*Stated exercise 1:* Please rewrite the part of the typography article between "Since writing my" and "on the mystery.", inclusive, replacing "fancy dress font" with "costume font".
*Stated exercise 2:* Translate this sentence from the typography article into Spanish: "Typography is language visualised."

*Supplied passage:*
|---|

What stories are these curious-looking letters telling you?

In this experimental pdf zine you’ll decode the cultural attitudes that a trend reveals and explore how creates meaning. 

Launching 13th May
Patreon, De-code Zine tier
Sign me up now

En-code

Discerning or gimmicky? How to use this typeface trend 

I’ll do the legwork for you and curate a directory of fonts for a current type trend each month to inspire you. You’ll also discover when to (and not to) use them in this experimental pdf companion to De-code.

Launching 13th May
Patreon, Insider Insights tier
Sign me up now

Can a font be racist?

This is a question I’ve been asked a few times recently because the discussion is currently bouncing around social media. Typography is language visualised. It documents cultural attitudes and narrates social change, so it’s no surprise when it becomes a part of the conversation. 

🔊Listen to the audio version

The terms we use in this conversation even originate with printing—the word stereotype comes from making identical solid pieces of metal type for printing from a mould, and the word cliché is a French term for this process.

We live in a global and nuanced world in which naive cultural tropes from the past feel lazy or out of sync with our values today. But it’s not the typefaces that are at fault—it’s the context they’re used in and the associations that are forged through repetition.

Why does context matter? Because what might have been quick visual short-hand for something that seemed exotic and new in the 1950s becomes an outdated or offensive cliché when used today. Or a typeface that suggests ‘gravitas’ on a newspaper masthead, ‘authentic German recipe’ on a beer, conjures up much darker associations when combined with words like ‘White Boy Summer’.

Can a name create fake provenance?

Since writing my first book I’ve tried to find out why decorative Antique Tuscan letters, hugely popular in the Victorian era, have become shorthand for ‘Mexico’. Maybe the silhouette could be a little reminiscent of traditional hacienda architecture, or the letters are spiky like a cactus, or Hollywood has taught us to think of these ornamental wood display types as being ‘wild west’ or ‘western’? But these aren’t genuine or authentic historical links to Mexico, it’s more like a fancy dress font. When I asked a Mexican friend she said ‘only tourists would expect to find that in Mexico’ and the type experts I’ve asked have been unable to shed any light on the mystery.

|---|

*Stored data:*

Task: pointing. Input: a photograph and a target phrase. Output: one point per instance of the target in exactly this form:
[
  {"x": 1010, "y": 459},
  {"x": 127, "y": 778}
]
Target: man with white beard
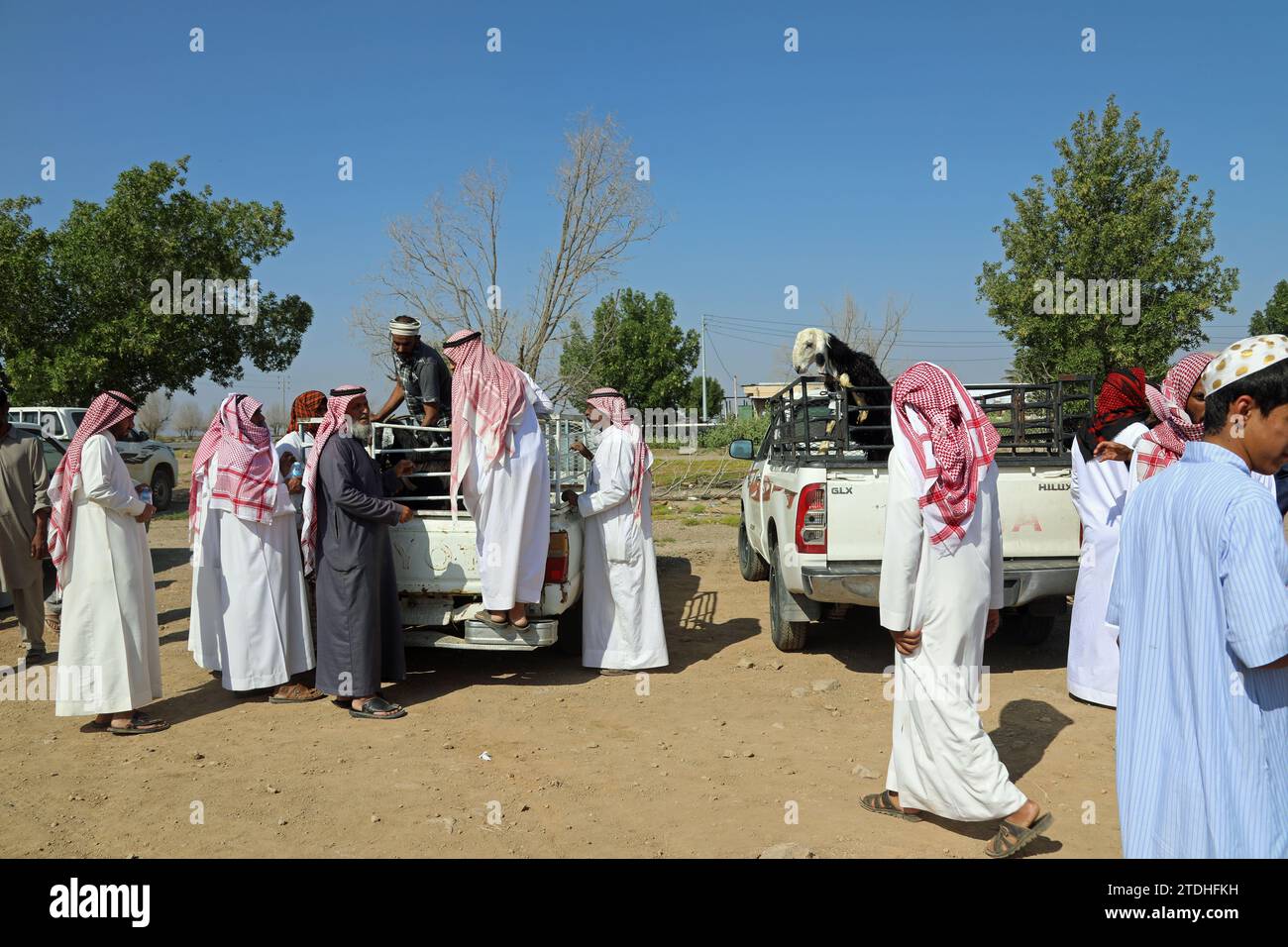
[
  {"x": 346, "y": 540},
  {"x": 250, "y": 615},
  {"x": 622, "y": 620}
]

|---|

*Full response 1:*
Since writing my first book I’ve tried to find out why decorative Antique Tuscan letters, hugely popular in the Victorian era, have become shorthand for ‘Mexico’. Maybe the silhouette could be a little reminiscent of traditional hacienda architecture, or the letters are spiky like a cactus, or Hollywood has taught us to think of these ornamental wood display types as being ‘wild west’ or ‘western’? But these aren’t genuine or authentic historical links to Mexico, it’s more like a costume font. When I asked a Mexican friend she said ‘only tourists would expect to find that in Mexico’ and the type experts I’ve asked have been unable to shed any light on the mystery.

*Full response 2:* La tipografía es el lenguaje visualizado.